Record excerpts →
┄┄┄┄┄┄
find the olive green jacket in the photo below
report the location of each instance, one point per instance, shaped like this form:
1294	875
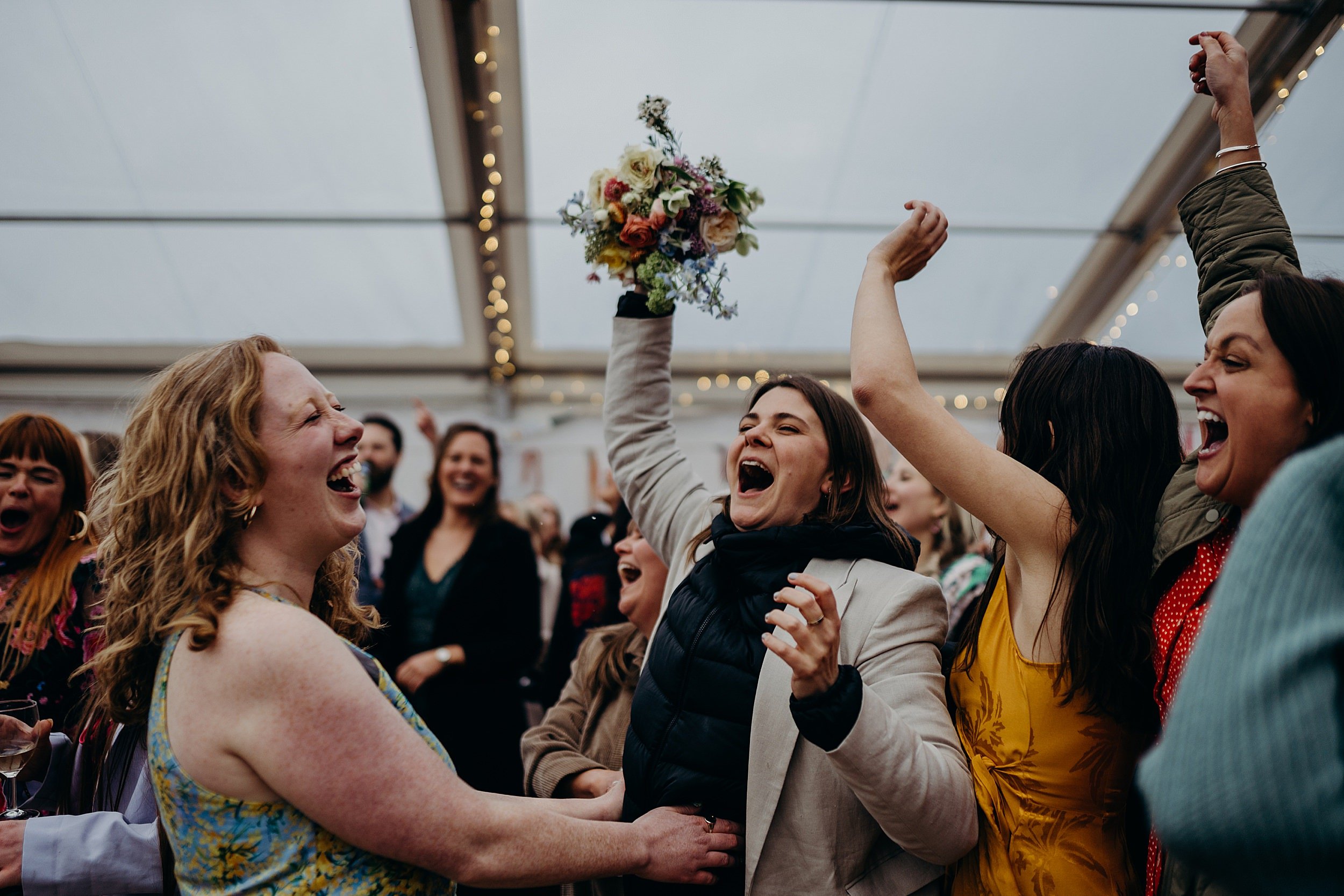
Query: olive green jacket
1235	230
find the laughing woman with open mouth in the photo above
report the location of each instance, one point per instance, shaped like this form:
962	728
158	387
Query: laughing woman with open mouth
47	582
1267	389
793	680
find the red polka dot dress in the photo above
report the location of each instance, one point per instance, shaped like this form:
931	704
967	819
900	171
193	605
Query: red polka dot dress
1176	623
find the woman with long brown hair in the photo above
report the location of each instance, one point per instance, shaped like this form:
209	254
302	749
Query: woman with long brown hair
47	578
1052	680
461	604
295	763
793	679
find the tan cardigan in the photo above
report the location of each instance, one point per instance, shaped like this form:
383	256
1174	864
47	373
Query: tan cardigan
584	730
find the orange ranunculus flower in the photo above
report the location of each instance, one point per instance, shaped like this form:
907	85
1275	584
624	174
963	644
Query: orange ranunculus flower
657	216
639	233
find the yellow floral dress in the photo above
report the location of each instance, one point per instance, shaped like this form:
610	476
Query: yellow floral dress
225	847
1050	781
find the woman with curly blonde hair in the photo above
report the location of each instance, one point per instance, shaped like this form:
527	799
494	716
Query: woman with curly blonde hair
295	765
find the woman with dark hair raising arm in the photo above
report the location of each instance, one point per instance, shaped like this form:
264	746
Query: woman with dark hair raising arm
793	679
1052	683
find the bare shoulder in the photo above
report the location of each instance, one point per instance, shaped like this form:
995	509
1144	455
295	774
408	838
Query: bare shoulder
262	640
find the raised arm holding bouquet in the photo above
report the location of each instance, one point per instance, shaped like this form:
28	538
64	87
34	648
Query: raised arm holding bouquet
659	224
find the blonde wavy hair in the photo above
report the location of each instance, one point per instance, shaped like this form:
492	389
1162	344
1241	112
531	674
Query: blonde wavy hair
170	531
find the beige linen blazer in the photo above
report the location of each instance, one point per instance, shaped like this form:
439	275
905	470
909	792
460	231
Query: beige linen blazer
883	812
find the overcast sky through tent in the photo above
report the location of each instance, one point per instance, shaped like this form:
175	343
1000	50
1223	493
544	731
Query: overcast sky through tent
1027	124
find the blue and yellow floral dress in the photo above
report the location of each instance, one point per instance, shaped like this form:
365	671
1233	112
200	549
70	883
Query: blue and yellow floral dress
227	847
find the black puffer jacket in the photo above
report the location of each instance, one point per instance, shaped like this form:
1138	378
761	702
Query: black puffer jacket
691	716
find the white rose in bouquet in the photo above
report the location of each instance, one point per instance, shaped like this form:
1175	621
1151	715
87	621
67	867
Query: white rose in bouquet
639	167
596	183
719	230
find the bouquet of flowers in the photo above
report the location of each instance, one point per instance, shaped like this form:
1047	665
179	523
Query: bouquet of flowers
662	222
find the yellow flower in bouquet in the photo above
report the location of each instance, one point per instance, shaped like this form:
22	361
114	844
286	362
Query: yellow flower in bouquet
663	222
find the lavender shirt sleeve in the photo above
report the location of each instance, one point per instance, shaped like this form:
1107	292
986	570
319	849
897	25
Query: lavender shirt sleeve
103	854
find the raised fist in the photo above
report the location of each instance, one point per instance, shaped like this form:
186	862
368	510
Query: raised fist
909	248
1222	71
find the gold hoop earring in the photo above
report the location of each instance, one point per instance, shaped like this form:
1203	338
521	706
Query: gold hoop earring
84	526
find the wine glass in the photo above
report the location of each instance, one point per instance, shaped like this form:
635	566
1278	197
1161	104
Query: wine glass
18	741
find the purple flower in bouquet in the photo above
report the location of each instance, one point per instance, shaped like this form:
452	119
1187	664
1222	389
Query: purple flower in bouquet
663	222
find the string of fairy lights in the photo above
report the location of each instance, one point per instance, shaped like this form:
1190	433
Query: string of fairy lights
490	181
1114	328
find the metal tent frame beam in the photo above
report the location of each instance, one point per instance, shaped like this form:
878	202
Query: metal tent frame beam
1277	44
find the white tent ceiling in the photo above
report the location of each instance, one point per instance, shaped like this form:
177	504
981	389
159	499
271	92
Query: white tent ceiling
178	174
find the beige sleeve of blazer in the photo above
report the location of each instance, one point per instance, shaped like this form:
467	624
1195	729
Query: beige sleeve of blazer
552	750
666	497
902	758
┄┄┄┄┄┄
Only the lines above from the one with "find the raised arm" through the one with "find the beige linen" should be duplicated, character for character.

Task output →
find the raised arm holding bouquet in the photo above
report the location of each instance, one point per instance, shaped like this form:
28	538
64	87
34	648
Query: raised arm holding bouquet
659	224
find the blonde wavy hair in the photo above
report the location of each instance, one point per instance, shaped like this form:
492	389
1162	344
1241	112
531	674
Query: blonde wavy hair
170	531
find the beige linen blazer in the photo above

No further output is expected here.